Task directions> Report every line of the items below that contains the word "locomotive".

Listing>
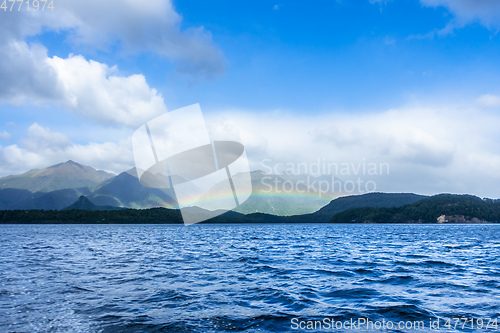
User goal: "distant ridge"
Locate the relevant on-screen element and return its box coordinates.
[63,195,121,210]
[0,160,114,193]
[288,192,427,223]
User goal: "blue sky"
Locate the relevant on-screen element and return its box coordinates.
[0,0,500,197]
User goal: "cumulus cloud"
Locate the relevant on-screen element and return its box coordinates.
[420,0,500,29]
[0,0,224,76]
[207,103,500,197]
[0,123,134,176]
[0,40,166,126]
[0,131,12,140]
[0,40,62,105]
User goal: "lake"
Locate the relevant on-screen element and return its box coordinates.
[0,224,500,332]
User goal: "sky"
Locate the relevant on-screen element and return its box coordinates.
[0,0,500,198]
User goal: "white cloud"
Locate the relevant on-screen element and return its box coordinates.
[420,0,500,34]
[0,41,166,126]
[207,107,500,197]
[48,56,166,126]
[0,123,134,176]
[476,94,500,107]
[0,40,62,104]
[0,0,224,76]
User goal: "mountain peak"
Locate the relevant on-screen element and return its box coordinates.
[0,160,114,192]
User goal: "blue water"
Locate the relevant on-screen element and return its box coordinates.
[0,224,500,332]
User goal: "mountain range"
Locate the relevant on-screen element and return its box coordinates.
[0,160,345,215]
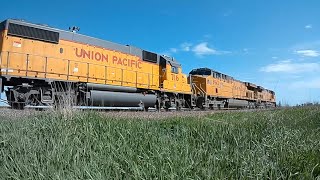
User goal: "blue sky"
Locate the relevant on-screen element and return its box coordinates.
[0,0,320,105]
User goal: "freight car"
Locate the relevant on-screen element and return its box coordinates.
[0,19,275,109]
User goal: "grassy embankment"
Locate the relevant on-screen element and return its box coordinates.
[0,107,320,179]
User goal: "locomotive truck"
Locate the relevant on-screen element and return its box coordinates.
[0,19,276,110]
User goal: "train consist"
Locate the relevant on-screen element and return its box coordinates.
[0,19,276,110]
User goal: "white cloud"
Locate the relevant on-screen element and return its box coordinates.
[170,48,178,53]
[260,60,320,73]
[304,24,312,29]
[295,49,320,57]
[180,43,192,52]
[162,42,229,56]
[192,42,228,56]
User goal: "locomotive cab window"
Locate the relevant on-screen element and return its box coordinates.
[171,66,179,74]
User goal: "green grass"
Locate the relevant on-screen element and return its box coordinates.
[0,107,320,179]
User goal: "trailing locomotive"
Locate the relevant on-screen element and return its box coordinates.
[0,19,275,109]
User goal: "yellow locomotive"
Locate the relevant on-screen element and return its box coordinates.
[0,19,275,109]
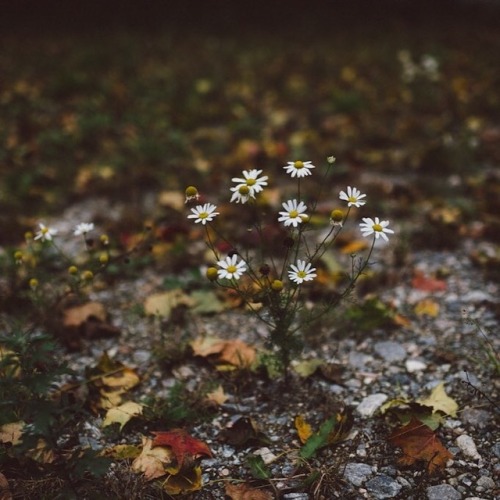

Exercise response>
User goal: "locomotive truck"
User goal: "locomotive cab window"
User goal: "trailing locomotive"
User goal: "yellow locomotive"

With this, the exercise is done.